Collected data:
[Start of section]
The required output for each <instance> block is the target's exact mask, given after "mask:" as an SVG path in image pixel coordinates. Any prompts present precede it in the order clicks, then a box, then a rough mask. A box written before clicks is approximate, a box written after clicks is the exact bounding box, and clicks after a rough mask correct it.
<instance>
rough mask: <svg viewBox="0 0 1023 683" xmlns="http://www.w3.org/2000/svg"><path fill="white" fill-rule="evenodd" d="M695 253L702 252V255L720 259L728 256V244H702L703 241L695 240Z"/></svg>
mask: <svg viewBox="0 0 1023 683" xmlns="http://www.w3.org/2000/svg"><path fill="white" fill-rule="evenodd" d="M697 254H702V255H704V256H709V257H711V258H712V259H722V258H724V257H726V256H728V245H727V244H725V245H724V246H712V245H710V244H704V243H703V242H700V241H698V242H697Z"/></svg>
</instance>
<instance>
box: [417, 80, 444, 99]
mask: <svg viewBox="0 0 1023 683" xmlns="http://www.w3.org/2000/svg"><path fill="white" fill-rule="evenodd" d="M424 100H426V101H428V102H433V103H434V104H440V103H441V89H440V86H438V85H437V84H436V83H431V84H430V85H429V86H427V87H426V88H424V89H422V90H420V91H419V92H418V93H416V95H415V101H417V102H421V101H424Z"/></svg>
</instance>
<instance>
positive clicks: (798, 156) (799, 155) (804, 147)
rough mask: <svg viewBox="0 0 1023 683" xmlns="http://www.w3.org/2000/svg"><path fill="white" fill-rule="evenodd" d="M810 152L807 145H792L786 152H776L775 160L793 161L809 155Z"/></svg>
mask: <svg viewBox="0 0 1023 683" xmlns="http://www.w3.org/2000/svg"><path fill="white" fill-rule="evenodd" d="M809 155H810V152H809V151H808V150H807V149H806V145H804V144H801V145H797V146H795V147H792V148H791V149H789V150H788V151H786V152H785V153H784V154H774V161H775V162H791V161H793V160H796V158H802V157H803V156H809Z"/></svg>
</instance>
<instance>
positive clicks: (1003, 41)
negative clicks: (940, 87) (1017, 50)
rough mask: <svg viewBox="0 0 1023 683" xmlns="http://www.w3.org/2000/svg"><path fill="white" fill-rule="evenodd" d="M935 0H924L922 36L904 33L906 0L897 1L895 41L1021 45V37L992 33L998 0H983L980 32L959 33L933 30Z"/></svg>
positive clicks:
[End of section]
Pick out each line in the entries that contains the word "positive" and copy it.

SOLVED PROBLEM:
positive clicks: (798, 156) (799, 155) (804, 147)
positive clicks: (1003, 41)
positive clicks:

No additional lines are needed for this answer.